§ **What the exercise asks**
Reproduce every entry exactly.

- - -

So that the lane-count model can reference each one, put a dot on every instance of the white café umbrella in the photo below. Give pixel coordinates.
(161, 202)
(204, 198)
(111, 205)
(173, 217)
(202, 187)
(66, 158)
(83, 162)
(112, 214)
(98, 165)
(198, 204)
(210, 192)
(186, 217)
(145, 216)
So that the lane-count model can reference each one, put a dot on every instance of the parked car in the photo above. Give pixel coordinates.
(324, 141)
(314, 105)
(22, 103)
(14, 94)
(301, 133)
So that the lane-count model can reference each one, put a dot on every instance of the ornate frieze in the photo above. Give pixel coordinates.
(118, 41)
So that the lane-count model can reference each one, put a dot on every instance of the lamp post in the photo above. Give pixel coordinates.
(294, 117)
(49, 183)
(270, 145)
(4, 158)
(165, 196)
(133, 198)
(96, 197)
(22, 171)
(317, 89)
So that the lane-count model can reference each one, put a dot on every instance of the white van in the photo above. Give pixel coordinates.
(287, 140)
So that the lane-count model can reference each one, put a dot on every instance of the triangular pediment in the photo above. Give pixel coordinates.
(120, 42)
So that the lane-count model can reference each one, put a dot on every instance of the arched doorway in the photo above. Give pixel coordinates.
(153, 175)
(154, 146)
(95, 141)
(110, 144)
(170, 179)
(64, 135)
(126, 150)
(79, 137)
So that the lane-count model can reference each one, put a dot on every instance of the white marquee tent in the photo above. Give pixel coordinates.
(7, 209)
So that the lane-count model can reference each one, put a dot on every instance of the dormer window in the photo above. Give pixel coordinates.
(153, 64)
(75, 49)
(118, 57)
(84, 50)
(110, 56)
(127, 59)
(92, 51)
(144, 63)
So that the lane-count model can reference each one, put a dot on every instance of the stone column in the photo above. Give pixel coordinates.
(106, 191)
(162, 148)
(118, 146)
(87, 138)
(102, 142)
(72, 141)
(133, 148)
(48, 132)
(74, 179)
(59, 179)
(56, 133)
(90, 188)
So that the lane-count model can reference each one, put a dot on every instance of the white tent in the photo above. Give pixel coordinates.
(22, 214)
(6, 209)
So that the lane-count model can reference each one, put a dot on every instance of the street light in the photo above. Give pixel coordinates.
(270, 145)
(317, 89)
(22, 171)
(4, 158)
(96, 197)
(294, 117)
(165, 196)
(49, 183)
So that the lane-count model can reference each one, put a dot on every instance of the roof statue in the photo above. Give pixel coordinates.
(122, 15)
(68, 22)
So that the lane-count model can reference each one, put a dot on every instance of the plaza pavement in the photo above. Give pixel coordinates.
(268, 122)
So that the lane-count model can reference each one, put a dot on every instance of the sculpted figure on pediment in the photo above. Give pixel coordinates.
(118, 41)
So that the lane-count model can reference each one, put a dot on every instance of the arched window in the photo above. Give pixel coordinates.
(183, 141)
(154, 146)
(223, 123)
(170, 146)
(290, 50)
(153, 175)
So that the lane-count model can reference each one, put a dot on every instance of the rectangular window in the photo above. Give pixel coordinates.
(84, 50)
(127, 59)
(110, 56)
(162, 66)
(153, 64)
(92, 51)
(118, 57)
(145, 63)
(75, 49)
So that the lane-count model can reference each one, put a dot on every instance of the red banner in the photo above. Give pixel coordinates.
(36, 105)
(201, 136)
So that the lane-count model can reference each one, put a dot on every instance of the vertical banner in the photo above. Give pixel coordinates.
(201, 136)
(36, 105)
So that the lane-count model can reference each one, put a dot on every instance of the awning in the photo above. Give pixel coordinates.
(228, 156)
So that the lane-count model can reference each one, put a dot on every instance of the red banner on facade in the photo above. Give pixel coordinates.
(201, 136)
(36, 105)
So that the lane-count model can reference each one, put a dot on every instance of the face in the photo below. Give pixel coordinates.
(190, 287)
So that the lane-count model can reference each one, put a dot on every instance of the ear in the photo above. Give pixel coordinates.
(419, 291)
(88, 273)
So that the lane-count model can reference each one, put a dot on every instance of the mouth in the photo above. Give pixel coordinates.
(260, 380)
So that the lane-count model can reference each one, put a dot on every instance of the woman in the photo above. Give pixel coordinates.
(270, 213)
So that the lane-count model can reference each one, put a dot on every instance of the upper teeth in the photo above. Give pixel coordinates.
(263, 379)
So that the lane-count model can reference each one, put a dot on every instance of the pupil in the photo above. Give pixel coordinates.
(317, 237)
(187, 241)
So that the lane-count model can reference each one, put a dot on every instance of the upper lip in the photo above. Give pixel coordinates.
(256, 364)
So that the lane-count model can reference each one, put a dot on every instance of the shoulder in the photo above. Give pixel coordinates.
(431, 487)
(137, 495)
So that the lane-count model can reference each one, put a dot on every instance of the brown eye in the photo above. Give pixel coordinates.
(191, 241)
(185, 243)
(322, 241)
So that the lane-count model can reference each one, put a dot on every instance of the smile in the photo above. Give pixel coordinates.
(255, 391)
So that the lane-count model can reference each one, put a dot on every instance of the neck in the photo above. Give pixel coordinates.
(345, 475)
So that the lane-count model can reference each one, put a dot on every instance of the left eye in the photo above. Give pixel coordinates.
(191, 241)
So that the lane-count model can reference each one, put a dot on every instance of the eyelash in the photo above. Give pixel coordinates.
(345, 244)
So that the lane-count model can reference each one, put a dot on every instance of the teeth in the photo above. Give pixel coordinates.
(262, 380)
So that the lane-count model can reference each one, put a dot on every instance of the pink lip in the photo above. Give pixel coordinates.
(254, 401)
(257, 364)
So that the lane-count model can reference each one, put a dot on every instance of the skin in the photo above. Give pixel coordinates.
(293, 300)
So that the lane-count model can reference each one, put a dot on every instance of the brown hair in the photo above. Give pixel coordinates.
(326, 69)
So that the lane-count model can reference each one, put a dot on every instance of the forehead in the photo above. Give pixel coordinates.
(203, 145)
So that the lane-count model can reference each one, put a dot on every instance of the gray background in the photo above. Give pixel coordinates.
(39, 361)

- - -

§ **Reply to the task**
So that the lane-count model can reference each one, put a dot on every instance of the white café umbrella in the photo below. Give pixel coordinates.
(161, 202)
(204, 198)
(111, 205)
(173, 217)
(202, 187)
(66, 158)
(83, 162)
(112, 214)
(98, 165)
(198, 204)
(210, 192)
(186, 217)
(145, 216)
So that the lane-count model can reference each one, put a dot on every instance of the parked car in the photo above. Give pixel coordinates.
(324, 141)
(314, 105)
(22, 103)
(14, 94)
(301, 133)
So that the lane-count model can reference each one, put a dot on every instance of the ornate frieze in the photo above. Give pixel coordinates.
(118, 41)
So that the lane-count model can reference each one, put a dot on every instance of the lamp post in the photo above. Give pixel coordinates.
(294, 117)
(49, 183)
(270, 145)
(4, 158)
(165, 196)
(133, 198)
(96, 197)
(22, 171)
(317, 89)
So that the lane-count model can reference each one, put a dot on every instance of the white van in the photo above. Give pixel coordinates.
(287, 140)
So that the lane-count model can reference each one, put a dot on every instance of the triangular pediment in the photo above. Give pixel coordinates.
(120, 42)
So that the lane-count model can reference each one, put a dot on every instance of the arched doorway in the photo above. Give pixel coordinates.
(153, 175)
(154, 146)
(95, 141)
(110, 144)
(170, 179)
(64, 135)
(126, 150)
(79, 137)
So that the lane-count model can reference each one, put a dot on every instance of the white marquee tent in the photo above. Give pixel coordinates.
(7, 209)
So that the lane-count model can reference each one, put a dot on every instance of the dormer window in the photo above. Give pixel coordinates.
(153, 64)
(75, 49)
(118, 57)
(84, 50)
(110, 56)
(127, 59)
(92, 51)
(144, 63)
So that the lane-count model can reference each one, put a dot on every instance of the stone column in the photo above. Give pixel coordinates.
(106, 191)
(162, 148)
(118, 146)
(87, 138)
(102, 142)
(72, 141)
(133, 148)
(48, 132)
(74, 179)
(59, 179)
(56, 133)
(90, 188)
So that the lane-count model can reference each one, put a dot on every instance of the white tent in the photo above. Give pixel coordinates.
(22, 214)
(6, 209)
So that the lane-count model can reference each one, put a dot on every instance of the street light in the photo above. Give pixel coordinates.
(270, 145)
(317, 89)
(22, 171)
(4, 158)
(96, 197)
(294, 117)
(165, 196)
(49, 183)
So that the lane-count model can reference each one, put a dot on every instance of the roof statue in the photo above. Give pixel coordinates.
(122, 15)
(68, 22)
So that the lane-count model can reference each one, put a dot on every instance of the plaza pavement in the photo above. Give pixel coordinates.
(268, 122)
So that the lane-count model can reference each one, put a dot on every instance of the sculpted figure on pediment in the photo above. Give pixel coordinates.
(118, 41)
So that the lane-count model can reference each one, put a dot on every instance of the arched window in the photo above. Give pixel coordinates.
(183, 141)
(154, 146)
(223, 123)
(170, 146)
(290, 50)
(153, 175)
So that the lane-count model can reference each one, put a dot on every instance of the rectangular window in the photo above. Give pixel coordinates.
(84, 50)
(127, 59)
(110, 56)
(162, 66)
(153, 64)
(92, 51)
(118, 57)
(145, 63)
(75, 49)
So that the lane-count model can reference each one, put a dot on every instance of the red banner in the photo above. Give pixel coordinates.
(36, 105)
(201, 136)
So that the lane-count model can reference each one, put a dot on every instance of the vertical banner in the photo above. Give pixel coordinates.
(201, 136)
(36, 105)
So that the lane-count model can reference each one, put a dot on every instance of the awning in the photo above. Give pixel coordinates.
(228, 156)
So that the lane-count model can reference each one, put a dot on every instance of the red banner on facade in the photo above. Give pixel coordinates.
(201, 136)
(36, 105)
So that the lane-count model can reference each one, put a dot on every instance of the face in the photo below. Give pixel coordinates.
(190, 287)
So that the lane-count model can reference each one, put a dot on every instance of the ear in the photo above. Give pixel coordinates.
(419, 291)
(88, 273)
So that the lane-count model can reference each one, put a dot on every instance of the mouth in the photo above. Give pixel coordinates.
(260, 380)
So that the lane-count model can reference each one, put a dot on every instance of the woman in the photo above. Give pixel coordinates.
(270, 213)
So that the lane-count model can reference each one, put a dot on every instance of the upper teeth in the photo above. Give pixel coordinates.
(263, 379)
So that the lane-count model can reference each one, put a dot on every instance of the pupil in the photo above. Give pixel coordinates.
(317, 237)
(187, 241)
So that the lane-count model can reference each one, put a dot on every instance of the upper lip in the photo above. Give pixel coordinates.
(256, 364)
So that the lane-count model can reference each one, put a dot on every instance of the shoulder in the photo above. Give pixel coordinates.
(431, 487)
(137, 495)
So that the lane-count model can reference each one, put a dot on every instance of the brown eye in the photo above. Give pixel coordinates.
(191, 241)
(185, 243)
(322, 241)
So that the lane-count model can reference each one, put a dot on every instance of the smile in the photo above. Give pixel coordinates.
(255, 391)
So that the lane-count model can reference each one, put a dot on every instance of the neck in the photo above. Give pixel coordinates.
(345, 475)
So that the lane-count model can reference each one, put a dot on every instance of the left eye in the photo above. Give pixel coordinates.
(191, 241)
So that the lane-count model can reference each one, put a dot on every instance of the eyelash in the photo above. Give pixel coordinates.
(345, 244)
So that the lane-count model can reference each one, put a dot on every instance of the teeth in the photo above. Give pixel coordinates.
(262, 380)
So that the lane-count model can reference each one, put a dot on every instance of the pink lip in the photo above. Give pixel coordinates.
(254, 401)
(257, 364)
So that the lane-count model can reference each one, put a dot on every instance of the skin in the photo above. Give pixel coordinates.
(293, 300)
So that the lane-count model can reference each one, put a dot on every instance of the brown hair in the photo above. Give pixel coordinates.
(326, 69)
So that the lane-count model can reference each one, put a dot on every instance of the forehead in the photo above. Give pixel coordinates.
(203, 145)
So that the lane-count model can reference each one, put a dot on every instance of the gray background in the photo above. Give pixel coordinates.
(39, 361)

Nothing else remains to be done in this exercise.